Pointing dataset excerpts
· · · · ·

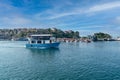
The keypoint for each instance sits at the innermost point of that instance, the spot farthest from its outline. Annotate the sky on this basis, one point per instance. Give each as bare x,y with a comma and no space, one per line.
85,16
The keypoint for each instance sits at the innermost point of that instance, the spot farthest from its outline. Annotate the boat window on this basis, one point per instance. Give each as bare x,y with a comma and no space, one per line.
32,41
44,42
50,41
39,42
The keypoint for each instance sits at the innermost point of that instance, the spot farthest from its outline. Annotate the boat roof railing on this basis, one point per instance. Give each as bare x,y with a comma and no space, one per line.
40,35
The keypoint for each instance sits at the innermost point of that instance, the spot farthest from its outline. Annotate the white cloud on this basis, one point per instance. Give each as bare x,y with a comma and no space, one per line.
55,14
15,20
105,6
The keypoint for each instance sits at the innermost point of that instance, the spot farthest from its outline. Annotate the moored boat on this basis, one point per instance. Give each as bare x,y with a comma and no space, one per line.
42,41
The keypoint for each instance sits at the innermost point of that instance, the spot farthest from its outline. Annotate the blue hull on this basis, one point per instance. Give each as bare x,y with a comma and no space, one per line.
47,45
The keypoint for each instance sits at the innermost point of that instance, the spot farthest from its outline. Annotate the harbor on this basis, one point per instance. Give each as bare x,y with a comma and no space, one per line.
70,61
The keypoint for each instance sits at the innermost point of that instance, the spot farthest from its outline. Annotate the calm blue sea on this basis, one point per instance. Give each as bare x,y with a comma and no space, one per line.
72,61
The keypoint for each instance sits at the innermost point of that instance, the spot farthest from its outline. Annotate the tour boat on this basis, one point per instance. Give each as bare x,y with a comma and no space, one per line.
42,41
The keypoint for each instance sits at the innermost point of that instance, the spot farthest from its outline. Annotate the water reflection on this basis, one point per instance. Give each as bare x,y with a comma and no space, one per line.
44,53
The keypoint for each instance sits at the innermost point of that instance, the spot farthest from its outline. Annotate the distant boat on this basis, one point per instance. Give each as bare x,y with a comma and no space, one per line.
42,41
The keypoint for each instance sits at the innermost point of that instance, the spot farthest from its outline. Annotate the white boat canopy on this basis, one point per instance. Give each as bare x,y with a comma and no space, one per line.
41,35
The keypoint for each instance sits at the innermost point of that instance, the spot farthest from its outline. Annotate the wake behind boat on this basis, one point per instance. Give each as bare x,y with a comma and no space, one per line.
42,41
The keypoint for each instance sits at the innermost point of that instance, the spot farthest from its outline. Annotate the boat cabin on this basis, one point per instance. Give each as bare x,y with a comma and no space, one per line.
41,39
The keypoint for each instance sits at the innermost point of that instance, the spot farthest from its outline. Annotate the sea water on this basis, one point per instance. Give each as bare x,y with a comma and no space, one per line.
71,61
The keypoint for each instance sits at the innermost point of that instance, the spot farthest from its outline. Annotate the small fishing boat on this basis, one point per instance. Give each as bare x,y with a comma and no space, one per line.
42,41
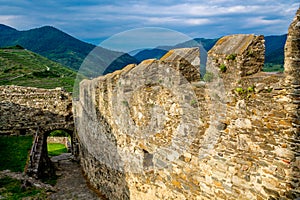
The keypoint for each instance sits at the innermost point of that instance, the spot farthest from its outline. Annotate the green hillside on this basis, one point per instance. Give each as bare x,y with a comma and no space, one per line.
25,68
62,48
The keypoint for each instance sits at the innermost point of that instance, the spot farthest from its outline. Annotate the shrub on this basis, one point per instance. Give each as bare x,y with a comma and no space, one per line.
223,68
208,77
250,89
231,57
239,90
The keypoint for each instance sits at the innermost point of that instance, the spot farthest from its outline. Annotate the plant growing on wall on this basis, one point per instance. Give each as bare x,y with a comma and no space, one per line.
231,57
208,77
223,68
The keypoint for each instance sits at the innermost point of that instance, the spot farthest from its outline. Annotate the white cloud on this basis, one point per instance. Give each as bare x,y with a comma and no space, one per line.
93,18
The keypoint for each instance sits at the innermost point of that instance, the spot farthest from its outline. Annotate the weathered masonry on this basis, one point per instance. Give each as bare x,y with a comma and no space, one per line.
155,131
37,112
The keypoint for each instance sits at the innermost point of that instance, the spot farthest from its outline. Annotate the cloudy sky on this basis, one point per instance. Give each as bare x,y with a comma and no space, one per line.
96,20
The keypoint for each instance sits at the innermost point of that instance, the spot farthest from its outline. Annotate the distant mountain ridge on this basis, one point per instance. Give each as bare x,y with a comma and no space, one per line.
25,68
61,47
274,52
69,51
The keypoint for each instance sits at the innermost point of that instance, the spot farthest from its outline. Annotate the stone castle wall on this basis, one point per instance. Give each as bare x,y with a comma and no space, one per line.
154,131
24,109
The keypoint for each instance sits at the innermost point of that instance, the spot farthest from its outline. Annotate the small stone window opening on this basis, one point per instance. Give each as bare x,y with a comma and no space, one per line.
148,159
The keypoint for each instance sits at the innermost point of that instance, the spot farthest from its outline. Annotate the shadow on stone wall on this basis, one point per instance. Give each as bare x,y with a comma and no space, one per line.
100,160
16,119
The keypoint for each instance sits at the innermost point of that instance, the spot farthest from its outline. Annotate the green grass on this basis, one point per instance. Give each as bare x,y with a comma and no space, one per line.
11,189
55,149
25,68
14,152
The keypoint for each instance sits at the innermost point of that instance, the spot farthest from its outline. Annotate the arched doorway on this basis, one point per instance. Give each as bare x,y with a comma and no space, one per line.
59,142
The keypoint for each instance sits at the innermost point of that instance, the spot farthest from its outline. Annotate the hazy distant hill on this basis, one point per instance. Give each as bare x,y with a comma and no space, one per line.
61,47
25,68
274,54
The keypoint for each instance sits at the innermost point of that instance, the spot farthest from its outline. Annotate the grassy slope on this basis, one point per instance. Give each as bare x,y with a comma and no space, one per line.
25,68
12,189
14,151
55,149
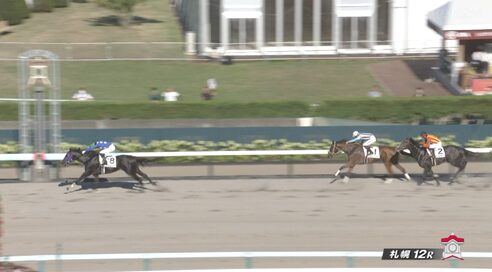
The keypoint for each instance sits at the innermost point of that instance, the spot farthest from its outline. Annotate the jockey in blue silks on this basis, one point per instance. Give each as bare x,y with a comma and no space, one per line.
365,138
104,148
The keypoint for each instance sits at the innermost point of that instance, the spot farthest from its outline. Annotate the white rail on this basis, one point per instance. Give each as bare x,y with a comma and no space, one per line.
59,156
205,255
247,256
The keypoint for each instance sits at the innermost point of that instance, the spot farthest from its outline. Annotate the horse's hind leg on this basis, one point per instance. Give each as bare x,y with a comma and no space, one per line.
141,173
137,178
81,178
461,168
431,173
387,164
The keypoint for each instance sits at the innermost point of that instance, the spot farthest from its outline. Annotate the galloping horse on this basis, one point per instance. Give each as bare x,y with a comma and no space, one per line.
355,155
455,155
90,159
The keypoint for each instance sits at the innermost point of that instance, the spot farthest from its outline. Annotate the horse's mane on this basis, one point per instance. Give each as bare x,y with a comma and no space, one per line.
413,141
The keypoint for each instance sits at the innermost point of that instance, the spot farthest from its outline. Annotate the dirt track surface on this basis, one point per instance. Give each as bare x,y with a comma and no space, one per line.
237,214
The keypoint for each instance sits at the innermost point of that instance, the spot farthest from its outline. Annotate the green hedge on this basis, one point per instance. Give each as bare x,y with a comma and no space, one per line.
384,109
281,144
43,5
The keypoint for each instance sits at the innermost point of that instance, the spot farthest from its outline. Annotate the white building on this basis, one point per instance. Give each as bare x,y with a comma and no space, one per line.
310,27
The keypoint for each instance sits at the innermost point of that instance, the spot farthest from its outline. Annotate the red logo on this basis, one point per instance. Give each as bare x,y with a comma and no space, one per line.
452,247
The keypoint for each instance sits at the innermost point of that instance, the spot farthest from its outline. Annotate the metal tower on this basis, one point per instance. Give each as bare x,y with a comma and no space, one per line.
39,82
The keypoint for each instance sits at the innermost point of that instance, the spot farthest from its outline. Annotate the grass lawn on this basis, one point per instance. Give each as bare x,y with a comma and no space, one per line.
308,81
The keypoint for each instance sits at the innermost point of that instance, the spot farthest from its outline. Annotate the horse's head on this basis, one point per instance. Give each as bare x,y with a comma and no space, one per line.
72,154
335,147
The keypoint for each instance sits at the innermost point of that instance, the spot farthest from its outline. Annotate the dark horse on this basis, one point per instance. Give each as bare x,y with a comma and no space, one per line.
455,155
129,164
355,155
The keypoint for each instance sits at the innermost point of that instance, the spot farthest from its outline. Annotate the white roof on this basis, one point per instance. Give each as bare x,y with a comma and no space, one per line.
462,15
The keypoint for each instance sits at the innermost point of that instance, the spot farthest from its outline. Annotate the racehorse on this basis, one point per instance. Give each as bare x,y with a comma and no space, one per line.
355,155
90,159
455,155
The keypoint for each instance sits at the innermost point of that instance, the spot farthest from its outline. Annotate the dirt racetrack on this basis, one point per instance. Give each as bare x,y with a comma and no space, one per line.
244,214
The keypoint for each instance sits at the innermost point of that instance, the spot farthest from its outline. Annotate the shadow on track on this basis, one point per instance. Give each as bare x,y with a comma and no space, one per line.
92,184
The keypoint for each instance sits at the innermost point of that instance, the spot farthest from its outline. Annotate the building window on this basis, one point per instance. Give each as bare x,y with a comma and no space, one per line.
214,17
270,20
250,33
234,34
289,21
307,22
326,22
354,31
362,32
383,22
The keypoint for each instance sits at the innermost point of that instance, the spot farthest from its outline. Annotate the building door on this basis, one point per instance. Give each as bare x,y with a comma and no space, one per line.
354,32
242,33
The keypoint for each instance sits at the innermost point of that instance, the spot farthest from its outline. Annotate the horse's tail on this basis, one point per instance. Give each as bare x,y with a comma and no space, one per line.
470,153
145,161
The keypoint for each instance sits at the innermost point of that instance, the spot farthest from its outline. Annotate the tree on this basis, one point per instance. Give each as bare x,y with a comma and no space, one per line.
13,11
125,7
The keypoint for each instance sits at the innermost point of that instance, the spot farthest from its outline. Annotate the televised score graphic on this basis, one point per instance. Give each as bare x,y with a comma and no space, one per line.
452,250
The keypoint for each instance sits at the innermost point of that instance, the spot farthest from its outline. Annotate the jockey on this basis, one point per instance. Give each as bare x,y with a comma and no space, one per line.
429,141
367,139
104,147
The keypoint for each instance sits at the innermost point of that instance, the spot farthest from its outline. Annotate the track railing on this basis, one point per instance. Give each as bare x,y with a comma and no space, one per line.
247,256
59,156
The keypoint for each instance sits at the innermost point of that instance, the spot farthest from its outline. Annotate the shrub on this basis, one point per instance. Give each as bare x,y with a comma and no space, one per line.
13,11
43,5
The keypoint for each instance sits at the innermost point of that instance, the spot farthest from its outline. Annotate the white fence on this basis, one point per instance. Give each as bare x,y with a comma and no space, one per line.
59,156
247,256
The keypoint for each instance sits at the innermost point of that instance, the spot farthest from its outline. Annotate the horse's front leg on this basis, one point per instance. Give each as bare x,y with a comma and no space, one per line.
348,173
81,178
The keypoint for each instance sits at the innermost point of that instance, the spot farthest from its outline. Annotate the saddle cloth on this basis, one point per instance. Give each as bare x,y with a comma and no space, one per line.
110,160
375,152
439,152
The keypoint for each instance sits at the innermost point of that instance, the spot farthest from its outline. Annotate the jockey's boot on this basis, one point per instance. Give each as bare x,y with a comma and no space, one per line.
103,162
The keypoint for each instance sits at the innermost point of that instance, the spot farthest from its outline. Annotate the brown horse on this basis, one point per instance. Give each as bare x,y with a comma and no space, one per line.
355,155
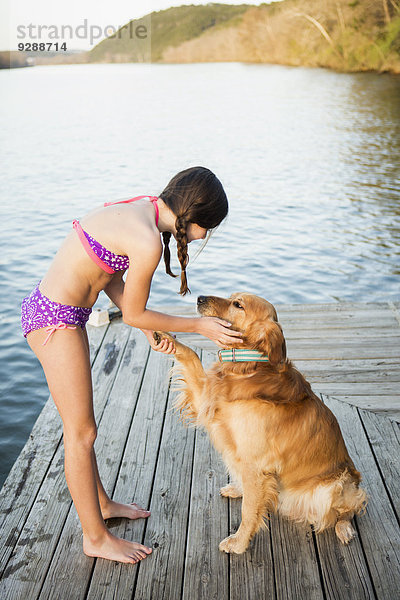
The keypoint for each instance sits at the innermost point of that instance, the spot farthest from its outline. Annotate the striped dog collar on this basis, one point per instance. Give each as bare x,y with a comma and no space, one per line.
239,355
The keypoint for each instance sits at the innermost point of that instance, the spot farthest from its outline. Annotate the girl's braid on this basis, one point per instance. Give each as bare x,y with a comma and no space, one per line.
181,225
167,253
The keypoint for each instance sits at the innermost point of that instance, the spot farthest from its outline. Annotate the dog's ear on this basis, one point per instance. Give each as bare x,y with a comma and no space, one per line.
267,337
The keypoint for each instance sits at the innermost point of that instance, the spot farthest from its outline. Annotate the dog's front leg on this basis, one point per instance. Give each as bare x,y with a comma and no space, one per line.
259,496
191,372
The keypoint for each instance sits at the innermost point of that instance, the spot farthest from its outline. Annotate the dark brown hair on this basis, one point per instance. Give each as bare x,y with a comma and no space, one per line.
194,195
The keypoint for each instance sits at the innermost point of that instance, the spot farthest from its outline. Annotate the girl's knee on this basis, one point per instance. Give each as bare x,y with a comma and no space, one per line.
80,438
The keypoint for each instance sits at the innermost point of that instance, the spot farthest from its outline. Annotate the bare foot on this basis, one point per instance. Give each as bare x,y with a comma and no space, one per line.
114,548
130,511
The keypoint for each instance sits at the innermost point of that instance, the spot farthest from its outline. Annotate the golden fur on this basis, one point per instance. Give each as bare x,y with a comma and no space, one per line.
282,446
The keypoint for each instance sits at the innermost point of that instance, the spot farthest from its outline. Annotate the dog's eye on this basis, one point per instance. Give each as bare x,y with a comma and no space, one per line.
237,305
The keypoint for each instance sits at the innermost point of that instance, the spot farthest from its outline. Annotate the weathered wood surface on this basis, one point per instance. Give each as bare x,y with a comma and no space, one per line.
145,454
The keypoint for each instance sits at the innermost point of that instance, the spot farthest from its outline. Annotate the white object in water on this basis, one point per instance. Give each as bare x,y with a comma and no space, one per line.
98,317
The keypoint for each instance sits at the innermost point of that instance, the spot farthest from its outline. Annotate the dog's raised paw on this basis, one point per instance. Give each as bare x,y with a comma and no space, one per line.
232,545
345,532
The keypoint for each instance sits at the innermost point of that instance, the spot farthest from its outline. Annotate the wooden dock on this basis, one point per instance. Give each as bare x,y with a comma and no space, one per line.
351,355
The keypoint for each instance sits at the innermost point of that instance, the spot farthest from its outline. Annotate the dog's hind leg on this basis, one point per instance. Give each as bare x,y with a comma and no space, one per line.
352,500
260,495
344,530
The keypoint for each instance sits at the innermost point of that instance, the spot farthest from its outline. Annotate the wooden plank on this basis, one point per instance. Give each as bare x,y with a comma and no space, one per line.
360,389
360,334
161,575
135,479
345,572
378,528
23,482
206,575
345,350
383,405
113,430
28,564
295,560
333,307
383,435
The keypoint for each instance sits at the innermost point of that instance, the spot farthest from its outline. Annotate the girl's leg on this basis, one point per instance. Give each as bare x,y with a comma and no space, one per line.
65,360
109,508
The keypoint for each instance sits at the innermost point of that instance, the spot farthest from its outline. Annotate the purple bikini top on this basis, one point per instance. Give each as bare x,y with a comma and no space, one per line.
106,260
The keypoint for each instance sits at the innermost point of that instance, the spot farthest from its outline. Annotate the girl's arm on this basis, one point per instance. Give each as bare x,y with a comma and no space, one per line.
136,292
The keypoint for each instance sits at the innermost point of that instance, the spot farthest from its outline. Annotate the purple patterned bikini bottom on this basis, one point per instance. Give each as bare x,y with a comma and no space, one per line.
37,312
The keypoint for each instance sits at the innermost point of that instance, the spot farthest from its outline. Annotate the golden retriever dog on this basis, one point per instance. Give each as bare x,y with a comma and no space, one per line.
282,446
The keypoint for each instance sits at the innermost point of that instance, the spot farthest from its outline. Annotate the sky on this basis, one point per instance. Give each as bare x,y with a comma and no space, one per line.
17,15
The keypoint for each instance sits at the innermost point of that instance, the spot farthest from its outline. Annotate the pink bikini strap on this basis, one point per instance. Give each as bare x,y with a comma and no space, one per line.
89,250
152,199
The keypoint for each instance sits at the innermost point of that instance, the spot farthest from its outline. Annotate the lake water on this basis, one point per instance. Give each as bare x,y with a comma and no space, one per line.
309,160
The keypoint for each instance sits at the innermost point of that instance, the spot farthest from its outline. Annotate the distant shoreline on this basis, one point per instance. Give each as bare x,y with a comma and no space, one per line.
343,35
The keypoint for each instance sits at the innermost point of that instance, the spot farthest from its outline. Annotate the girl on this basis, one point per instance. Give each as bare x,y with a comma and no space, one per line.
54,317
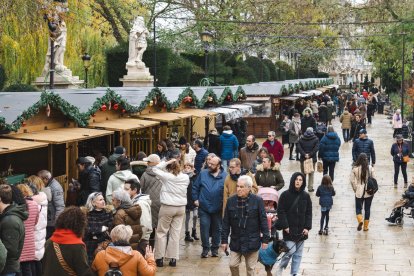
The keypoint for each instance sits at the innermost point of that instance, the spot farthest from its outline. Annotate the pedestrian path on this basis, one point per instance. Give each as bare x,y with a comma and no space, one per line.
383,250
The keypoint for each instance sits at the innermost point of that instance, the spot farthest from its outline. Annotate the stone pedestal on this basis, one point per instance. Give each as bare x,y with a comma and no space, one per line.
138,75
62,80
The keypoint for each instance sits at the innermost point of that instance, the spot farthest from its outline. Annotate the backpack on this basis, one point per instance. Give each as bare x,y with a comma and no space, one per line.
114,270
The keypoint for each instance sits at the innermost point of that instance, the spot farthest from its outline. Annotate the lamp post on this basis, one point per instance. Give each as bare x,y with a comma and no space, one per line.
206,38
86,63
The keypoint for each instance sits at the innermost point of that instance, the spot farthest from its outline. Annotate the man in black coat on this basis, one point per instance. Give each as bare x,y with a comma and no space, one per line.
294,211
245,218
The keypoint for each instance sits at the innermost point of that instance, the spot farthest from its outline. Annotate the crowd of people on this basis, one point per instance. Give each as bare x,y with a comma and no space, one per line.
119,210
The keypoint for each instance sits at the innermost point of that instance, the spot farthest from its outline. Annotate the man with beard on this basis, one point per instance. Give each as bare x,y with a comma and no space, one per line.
248,154
208,196
230,183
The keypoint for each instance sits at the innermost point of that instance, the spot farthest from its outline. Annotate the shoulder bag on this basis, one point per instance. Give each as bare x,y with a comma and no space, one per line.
62,261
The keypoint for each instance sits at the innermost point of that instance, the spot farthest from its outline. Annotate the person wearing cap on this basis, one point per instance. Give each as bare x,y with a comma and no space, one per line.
364,145
89,178
188,154
151,185
399,150
118,178
108,168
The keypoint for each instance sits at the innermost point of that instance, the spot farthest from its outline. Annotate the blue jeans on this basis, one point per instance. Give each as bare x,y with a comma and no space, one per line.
295,252
210,221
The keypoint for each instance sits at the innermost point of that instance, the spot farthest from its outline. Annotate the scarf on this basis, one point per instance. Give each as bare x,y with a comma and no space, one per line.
66,236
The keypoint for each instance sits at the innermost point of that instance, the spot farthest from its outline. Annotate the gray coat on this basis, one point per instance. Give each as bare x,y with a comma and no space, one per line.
151,185
293,136
57,204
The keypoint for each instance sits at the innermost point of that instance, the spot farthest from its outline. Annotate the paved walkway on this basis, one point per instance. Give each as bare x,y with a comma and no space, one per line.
383,250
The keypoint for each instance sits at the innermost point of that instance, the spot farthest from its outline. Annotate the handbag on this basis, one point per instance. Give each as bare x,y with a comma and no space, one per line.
319,166
62,261
308,166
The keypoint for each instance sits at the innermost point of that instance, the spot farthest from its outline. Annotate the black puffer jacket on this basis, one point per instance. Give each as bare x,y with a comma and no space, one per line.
245,233
308,144
297,218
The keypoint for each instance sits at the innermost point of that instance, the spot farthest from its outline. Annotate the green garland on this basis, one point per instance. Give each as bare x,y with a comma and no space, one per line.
53,100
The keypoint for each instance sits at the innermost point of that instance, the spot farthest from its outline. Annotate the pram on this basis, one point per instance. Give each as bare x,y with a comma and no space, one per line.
397,214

· · · · ·

▶ **WHAT TO DO**
Copy each line exactly, from the line containing "the green garland" down to the last line of the material, and no other lines.

▶ **TASK RESULT**
The keypoint for each instance sits at the innermost point of that instance, the spot farthest from its outline. Annotate the green garland on this basis, one point per instance. Give each as bare x,y with a comma and no space, one per line.
53,100
The keypoint for each instance sits at the innermost point of that instance, the spot farthest from its outline. Annotate the pram on this basis, one point per instance. Give each as bare x,y with a comma and no space, one per line.
397,214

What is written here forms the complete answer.